The answer should be every line below, retyped exactly.
** SUPPLIED RECORDS follows **
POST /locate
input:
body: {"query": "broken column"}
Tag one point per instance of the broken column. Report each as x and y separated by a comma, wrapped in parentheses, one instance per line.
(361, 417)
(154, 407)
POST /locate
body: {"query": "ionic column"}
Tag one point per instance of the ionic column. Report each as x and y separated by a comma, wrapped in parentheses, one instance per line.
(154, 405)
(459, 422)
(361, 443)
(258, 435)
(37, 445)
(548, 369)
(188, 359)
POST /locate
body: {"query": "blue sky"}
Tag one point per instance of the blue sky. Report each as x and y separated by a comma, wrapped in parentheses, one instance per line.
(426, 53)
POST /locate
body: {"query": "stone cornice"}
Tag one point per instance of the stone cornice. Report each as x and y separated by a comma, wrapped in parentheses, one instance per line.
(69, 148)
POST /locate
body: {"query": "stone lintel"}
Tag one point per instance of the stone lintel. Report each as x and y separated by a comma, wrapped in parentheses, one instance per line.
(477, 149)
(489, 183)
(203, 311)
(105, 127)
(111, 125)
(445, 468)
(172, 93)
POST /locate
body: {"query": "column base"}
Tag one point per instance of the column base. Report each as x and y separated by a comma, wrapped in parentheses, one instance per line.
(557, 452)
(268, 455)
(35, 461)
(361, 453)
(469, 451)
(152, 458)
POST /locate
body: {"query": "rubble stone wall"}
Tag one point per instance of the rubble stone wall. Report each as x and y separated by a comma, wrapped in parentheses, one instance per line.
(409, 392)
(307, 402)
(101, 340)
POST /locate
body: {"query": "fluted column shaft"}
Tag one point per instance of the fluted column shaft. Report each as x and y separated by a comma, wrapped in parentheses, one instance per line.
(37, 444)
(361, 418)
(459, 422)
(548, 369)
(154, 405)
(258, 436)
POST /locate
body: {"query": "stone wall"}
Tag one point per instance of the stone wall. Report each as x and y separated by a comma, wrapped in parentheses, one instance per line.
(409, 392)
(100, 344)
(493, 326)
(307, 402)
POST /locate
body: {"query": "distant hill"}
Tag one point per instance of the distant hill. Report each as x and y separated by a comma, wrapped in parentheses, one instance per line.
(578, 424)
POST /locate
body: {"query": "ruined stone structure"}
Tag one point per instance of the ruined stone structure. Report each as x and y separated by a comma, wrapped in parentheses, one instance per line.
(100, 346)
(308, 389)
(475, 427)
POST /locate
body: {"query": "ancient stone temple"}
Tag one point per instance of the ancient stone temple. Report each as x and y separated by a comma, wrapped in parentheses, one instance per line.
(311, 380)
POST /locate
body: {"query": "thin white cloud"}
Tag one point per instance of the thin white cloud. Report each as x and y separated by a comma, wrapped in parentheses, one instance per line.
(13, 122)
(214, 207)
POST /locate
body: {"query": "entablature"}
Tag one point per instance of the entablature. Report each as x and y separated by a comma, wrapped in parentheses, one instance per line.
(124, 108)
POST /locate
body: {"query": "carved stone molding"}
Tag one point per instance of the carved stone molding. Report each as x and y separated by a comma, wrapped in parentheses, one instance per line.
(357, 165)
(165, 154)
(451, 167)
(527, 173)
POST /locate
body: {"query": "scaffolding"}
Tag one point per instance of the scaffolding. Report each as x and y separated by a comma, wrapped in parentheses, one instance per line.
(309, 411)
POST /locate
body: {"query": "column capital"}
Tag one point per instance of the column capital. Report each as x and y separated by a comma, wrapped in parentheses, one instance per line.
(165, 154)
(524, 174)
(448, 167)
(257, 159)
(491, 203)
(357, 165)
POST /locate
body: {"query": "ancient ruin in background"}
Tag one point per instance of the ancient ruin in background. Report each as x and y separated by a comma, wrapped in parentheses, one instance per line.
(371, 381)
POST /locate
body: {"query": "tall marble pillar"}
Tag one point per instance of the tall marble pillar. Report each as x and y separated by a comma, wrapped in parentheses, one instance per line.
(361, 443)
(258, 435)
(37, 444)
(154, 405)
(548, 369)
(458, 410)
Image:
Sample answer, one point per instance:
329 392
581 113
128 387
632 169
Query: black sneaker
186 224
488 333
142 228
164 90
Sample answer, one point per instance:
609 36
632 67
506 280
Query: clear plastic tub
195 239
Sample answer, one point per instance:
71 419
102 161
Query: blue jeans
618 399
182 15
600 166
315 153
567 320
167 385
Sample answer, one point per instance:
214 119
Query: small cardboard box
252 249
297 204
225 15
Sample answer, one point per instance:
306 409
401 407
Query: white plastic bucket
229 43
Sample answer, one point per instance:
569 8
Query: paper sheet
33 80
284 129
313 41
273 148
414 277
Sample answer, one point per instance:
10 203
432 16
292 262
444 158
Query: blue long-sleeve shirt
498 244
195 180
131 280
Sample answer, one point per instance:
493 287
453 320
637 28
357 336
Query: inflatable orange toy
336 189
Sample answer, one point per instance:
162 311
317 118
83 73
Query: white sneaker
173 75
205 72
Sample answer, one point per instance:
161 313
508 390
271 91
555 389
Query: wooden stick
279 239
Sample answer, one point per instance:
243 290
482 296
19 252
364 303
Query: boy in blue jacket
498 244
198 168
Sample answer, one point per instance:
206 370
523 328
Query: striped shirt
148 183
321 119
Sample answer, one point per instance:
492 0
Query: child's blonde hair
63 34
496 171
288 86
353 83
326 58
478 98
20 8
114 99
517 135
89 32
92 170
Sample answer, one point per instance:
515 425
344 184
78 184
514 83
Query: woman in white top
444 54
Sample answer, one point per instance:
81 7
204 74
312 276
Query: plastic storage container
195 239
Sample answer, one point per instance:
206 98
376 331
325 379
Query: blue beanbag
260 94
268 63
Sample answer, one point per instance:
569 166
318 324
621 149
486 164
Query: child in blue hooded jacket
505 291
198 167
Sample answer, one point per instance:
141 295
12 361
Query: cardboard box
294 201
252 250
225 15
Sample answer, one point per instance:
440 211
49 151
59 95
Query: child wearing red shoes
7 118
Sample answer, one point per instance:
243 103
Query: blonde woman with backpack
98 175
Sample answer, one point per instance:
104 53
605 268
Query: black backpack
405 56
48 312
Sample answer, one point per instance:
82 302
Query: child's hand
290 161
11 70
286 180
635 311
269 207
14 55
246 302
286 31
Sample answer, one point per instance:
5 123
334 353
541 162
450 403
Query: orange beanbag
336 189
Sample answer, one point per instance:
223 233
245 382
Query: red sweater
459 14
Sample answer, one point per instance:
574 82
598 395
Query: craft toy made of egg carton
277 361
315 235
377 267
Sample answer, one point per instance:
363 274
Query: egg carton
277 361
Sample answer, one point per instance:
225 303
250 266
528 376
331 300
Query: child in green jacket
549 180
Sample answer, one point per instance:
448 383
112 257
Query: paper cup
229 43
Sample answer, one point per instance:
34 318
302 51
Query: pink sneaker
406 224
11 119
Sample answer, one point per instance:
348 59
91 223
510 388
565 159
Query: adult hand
** End of SUPPLIED RECORDS **
• [RESULT BELOW]:
POST /locate
input:
body: {"query": "broken column"}
Tag one point per instance of the broken column. Report each as x and y separated by a comma, wrapped in parentheses, one instance per line.
(361, 417)
(154, 407)
POST /locate
body: {"query": "ionic column"}
Tag one point per instance of the ionic column. Report each as x and y separated by a comma, wrapped in parentheses, one instance per line.
(154, 405)
(459, 422)
(361, 443)
(258, 435)
(37, 445)
(548, 369)
(188, 359)
POST /locate
body: {"query": "blue sky"}
Tag one point per instance of the blue sky. Report each as x and y separated by a comma, wrapped in parentheses, one instance per line.
(426, 53)
POST /locate
body: {"query": "stone cornice"}
Tag one point per instance of the stone cornice. Report each as x and y separated by a comma, wrapped in parentheses, one instance per line.
(69, 148)
POST /locate
body: {"query": "stone lintel"}
Tag one point per instance of the stone lintel. Report each as x and y separated by a comma, wrapped in parentheses, one instance per line.
(477, 149)
(489, 183)
(203, 311)
(105, 127)
(111, 125)
(445, 468)
(172, 93)
POST /locate
body: {"query": "column base"}
Tag one point per instance of the column base. Report each as x and y separated by a comma, wrapped in parentheses, one instance per line.
(557, 452)
(268, 455)
(35, 461)
(361, 453)
(469, 451)
(152, 458)
POST /locate
body: {"query": "rubble stone wall"}
Tag one point per instance of the rubble stone wall. Report each as x and y separated by a comma, wrapped in parentheses, one instance per line.
(409, 392)
(307, 402)
(101, 340)
POST /locate
body: {"query": "fluted column shaft"}
Tag one point per instance of the fluted column shaft. Report each as x and y separated by a comma, wrapped in parentheses, one instance per line.
(37, 444)
(361, 418)
(459, 422)
(548, 369)
(154, 405)
(258, 436)
POST /locate
body: {"query": "stone wall"}
Tag one point per instance of the stone wall. Report each as x and y separated by a comma, wrapped in parentheses, one instance per line.
(409, 392)
(100, 344)
(493, 326)
(307, 402)
POST /locate
body: {"query": "distant hill"}
Tag one point per instance of the distant hill. Report each as x and y separated by a comma, wrapped in parentheses, one instance per line.
(578, 424)
POST /locate
body: {"query": "ruined stone structure"}
Tag one point per instance of the ruined stone structure. Report each as x and y separated by a comma, wrapped in parentheses, one instance per line.
(100, 346)
(308, 389)
(475, 427)
POST /locate
body: {"query": "ancient stone temple"}
Tag one point per instance of the ancient stone temple. Report each as x and y separated by a comma, wrapped in parentheses, one instance per line.
(311, 380)
POST /locate
body: {"query": "thin white cloud"}
Tag one point per instance of the thin white cloud. Report each as x and y separated by a comma, wrapped in parentheses, one instance per line.
(13, 122)
(214, 207)
POST /locate
body: {"query": "entablature"}
Tag one point per instance of the entablature. Report each as x and y separated by a comma, wrapped in parentheses, one instance per line.
(124, 108)
POST /locate
body: {"query": "carved stone molding"}
Tag one point per instance of the carved stone molding. Report each as x and y separated by a comma, wrapped in parentheses, one instance per line.
(357, 165)
(165, 154)
(451, 167)
(527, 173)
POST /locate
body: {"query": "scaffolding"}
Tag one point per instance of the scaffolding. Report each as x and y separated by a comma, wrapped in parentheses, one instance per line.
(309, 411)
POST /locate
body: {"query": "column capital"}
Tag one point per instance of the column capital. Report each as x and y separated by a comma, wrapped in parentheses, one instance per line.
(165, 154)
(524, 174)
(448, 167)
(257, 159)
(491, 203)
(357, 165)
POST /locate
body: {"query": "ancient ruin in background"}
Tag one point per instance of the ancient ruin in background. Report each as x and y separated by a comma, wrapped in parentheses, one instance per line.
(371, 381)
POST /locate
body: {"query": "tall marble pillar"}
Tag one point per instance of the tall marble pillar. Report each as x and y separated by a comma, wrapped in parentheses, one instance per line.
(361, 443)
(258, 435)
(37, 444)
(154, 405)
(548, 369)
(458, 410)
Image:
Sample answer, one point per instance:
329 392
581 113
128 387
632 169
Query: black sneaker
186 224
488 333
142 228
164 90
Sample answer, one point per instance:
609 36
632 67
506 280
Query: clear plastic tub
195 239
Sample answer, one point per instance:
71 419
102 161
Query: blue jeans
618 399
182 15
600 166
315 153
567 320
167 385
Sample answer, one point per instance:
214 119
Query: small cardboard box
252 249
297 204
225 15
Sample answer, one point per instance:
306 409
401 407
Query: white plastic bucket
229 43
Sample answer, one point per instance:
569 8
Query: paper sheet
33 80
284 129
313 41
273 148
414 277
Sample answer, one point per instance:
10 203
432 16
292 262
444 158
Query: blue long-sleeve shirt
498 244
195 180
131 280
Sample answer, one point per instance:
493 287
453 320
637 28
357 336
Query: inflatable orange toy
336 189
Sample answer, one point per instance:
162 311
317 118
83 73
Query: white sneaker
173 75
205 72
Sample answer, one point per instance:
161 313
508 390
271 91
555 389
Query: wooden stick
279 239
Sample answer, one point per instance:
243 290
482 296
19 252
364 303
Query: boy in blue jacket
498 244
198 168
Sample answer, one point per instance:
206 370
523 328
Query: striped shirt
148 183
321 119
Sample answer, one point per instance:
492 0
Query: child's blonde hair
63 34
496 171
288 86
353 83
326 58
478 98
20 8
114 99
517 135
89 32
92 170
Sample answer, one point per instance:
515 425
344 184
78 184
514 83
Query: woman in white top
444 54
Sample answer, one point per instance:
81 7
204 74
312 276
Query: plastic storage container
195 239
Sample answer, one point per instance:
206 98
376 331
325 379
Query: blue beanbag
260 94
268 63
Sample answer, one point per instance:
569 166
318 324
621 149
486 164
Query: child in blue hooded jacket
505 291
198 167
Sample answer, one point per instance:
141 295
12 361
Query: cardboard box
294 201
252 250
225 15
Sample answer, one point per instance:
440 211
49 151
59 95
Query: child wearing red shoes
7 118
Sample answer, one point per instance:
243 103
Query: blonde woman with backpack
98 175
Sample answer, one point per instance:
104 53
605 268
Query: black backpack
405 56
48 312
Sample answer, one point per instance:
82 302
Query: child's hand
290 161
11 70
286 180
635 311
269 207
14 55
246 302
286 31
Sample answer, one point per instance:
5 123
334 353
541 162
450 403
Query: orange beanbag
336 189
Sample answer, one point per instance:
223 233
245 382
Query: red sweater
459 14
Sample answer, one point per instance:
574 82
598 395
Query: craft toy made of egg carton
277 361
315 235
377 267
Sample answer, one point per instance:
363 274
Query: egg carton
277 361
Sample answer, one point per instance:
225 303
250 266
528 376
331 300
Query: child in green jacket
549 180
Sample answer, one point per instance:
448 383
112 257
Query: paper cup
229 43
Sample answer, one point per instance:
34 318
302 51
Query: pink sneaker
406 224
11 119
Sample answer, one point per instance:
348 59
91 223
510 388
565 159
Query: adult hand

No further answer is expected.